→ **Required task**
Lay out as a JSON list of strings, one string per line and with blank lines omitted, the lines of the listing below, from the line containing "Pick out the flooded" through the end of the listing, both ends included.

→ **Provided data**
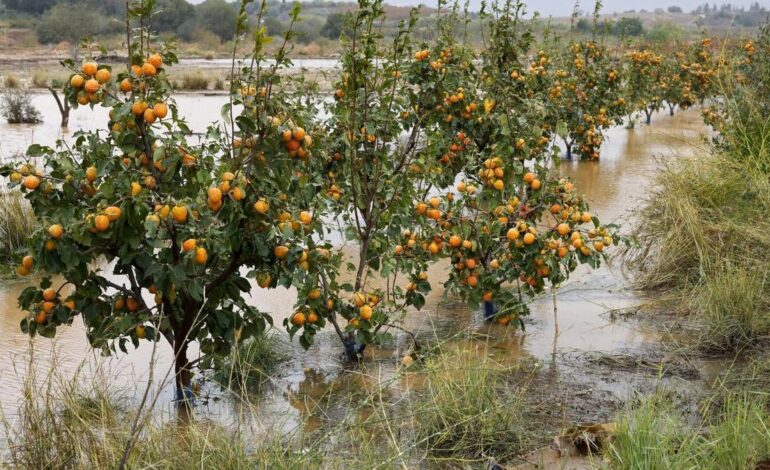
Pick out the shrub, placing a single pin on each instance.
(17, 108)
(16, 223)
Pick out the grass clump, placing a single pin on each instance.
(469, 410)
(16, 223)
(10, 82)
(703, 236)
(655, 434)
(252, 363)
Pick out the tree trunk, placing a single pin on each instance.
(182, 374)
(64, 107)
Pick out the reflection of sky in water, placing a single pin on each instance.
(614, 186)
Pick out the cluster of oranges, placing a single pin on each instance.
(421, 55)
(200, 254)
(297, 142)
(89, 82)
(100, 222)
(227, 186)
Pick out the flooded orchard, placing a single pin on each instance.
(582, 324)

→ **Result of the exercise**
[
  "Pick out the flooded orchard, placing a single pin on each instance.",
  "(582, 324)"
]